(BREVE ESERCIZIO 1) Sostituisci "mask" con "region" nelle righe dei dati, dalla riga che contiene "Could you kindly segment every instance of the ear?" fino all'ultima riga dei dati compresa, e riscrivile lasciando invariato tutto il resto.
##############################
La drammatica vicenda di Satnam Singh, il bracciante morto qualche giorno fa a Latina, ci ha sbattuto in faccia una semplice verità: nell’epoca dell’intelligenza artificiale vi sono ancora vaste aree dell’economia italiana che generano profitti sfruttando in modo barbaro lavoratrici e lavoratori. Le parole del presidente Mattarella esprimono meglio di altre lo sdegno e la rabbia di molti, ma purtroppo, temo, non di tutti.

Ma lo sdegno non basta e se giustamente è stato da molti invocato il pieno rispetto e applicazione della legge 199/2016 contro il caporalato (che ha inasprito pene e individuato strumenti contro chi beneficia dello sfruttamento), agire esclusivamente la repressione, come è evidente, non è sufficiente. Serve una radicale e al contempo semplice scelta, normativa e di modello economico, volta a prevenire tutto ciò, distinguendo alla radice le imprese serie che rispettano leggi e contratti, e i malfattori.
##############################
(BREVE ESERCIZIO 2) Estrai dal testo sul caporalato, senza alcuna modifica, il passo che va da "La drammatica vicenda" fino a "non di tutti." compreso.
##############################
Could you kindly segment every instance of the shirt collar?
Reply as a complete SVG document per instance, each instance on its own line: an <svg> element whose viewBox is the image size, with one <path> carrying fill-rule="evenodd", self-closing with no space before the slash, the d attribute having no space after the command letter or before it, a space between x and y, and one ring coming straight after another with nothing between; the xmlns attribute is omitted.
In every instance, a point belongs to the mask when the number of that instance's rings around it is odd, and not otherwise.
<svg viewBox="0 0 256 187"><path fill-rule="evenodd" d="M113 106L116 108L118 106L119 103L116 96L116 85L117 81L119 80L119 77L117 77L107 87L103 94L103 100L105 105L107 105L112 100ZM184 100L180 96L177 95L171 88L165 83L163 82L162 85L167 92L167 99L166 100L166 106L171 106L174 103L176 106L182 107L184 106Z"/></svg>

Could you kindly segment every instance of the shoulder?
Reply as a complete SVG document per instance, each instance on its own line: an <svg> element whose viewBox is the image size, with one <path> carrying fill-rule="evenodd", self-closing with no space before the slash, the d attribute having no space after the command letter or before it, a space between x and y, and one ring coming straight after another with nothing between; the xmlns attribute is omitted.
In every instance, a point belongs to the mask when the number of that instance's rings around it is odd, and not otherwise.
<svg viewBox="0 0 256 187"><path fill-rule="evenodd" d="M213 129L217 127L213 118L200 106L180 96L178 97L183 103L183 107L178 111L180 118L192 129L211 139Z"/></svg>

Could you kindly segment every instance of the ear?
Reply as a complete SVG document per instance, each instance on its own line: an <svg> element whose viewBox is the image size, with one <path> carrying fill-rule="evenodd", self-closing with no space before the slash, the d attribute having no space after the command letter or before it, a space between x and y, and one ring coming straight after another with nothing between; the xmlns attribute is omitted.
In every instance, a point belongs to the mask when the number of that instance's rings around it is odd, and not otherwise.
##############################
(RISPOSTA FINALE 1)
Could you kindly segment every instance of the ear?
Reply as a complete SVG document per instance, each instance on its own line: an <svg> element whose viewBox is the image size, with one <path> carrying fill-rule="evenodd", self-closing with no space before the slash, the d attribute having no space after the command letter or before it, a space between x and y, and one ring coming straight after another with nothing between; the xmlns attribute is omitted.
In every instance, a point belongs to the region when the number of that instance's rings around it is odd, and not otherwise.

(RISPOSTA FINALE 2)
La drammatica vicenda di Satnam Singh, il bracciante morto qualche giorno fa a Latina, ci ha sbattuto in faccia una semplice verità: nell’epoca dell’intelligenza artificiale vi sono ancora vaste aree dell’economia italiana che generano profitti sfruttando in modo barbaro lavoratrici e lavoratori. Le parole del presidente Mattarella esprimono meglio di altre lo sdegno e la rabbia di molti, ma purtroppo, temo, non di tutti.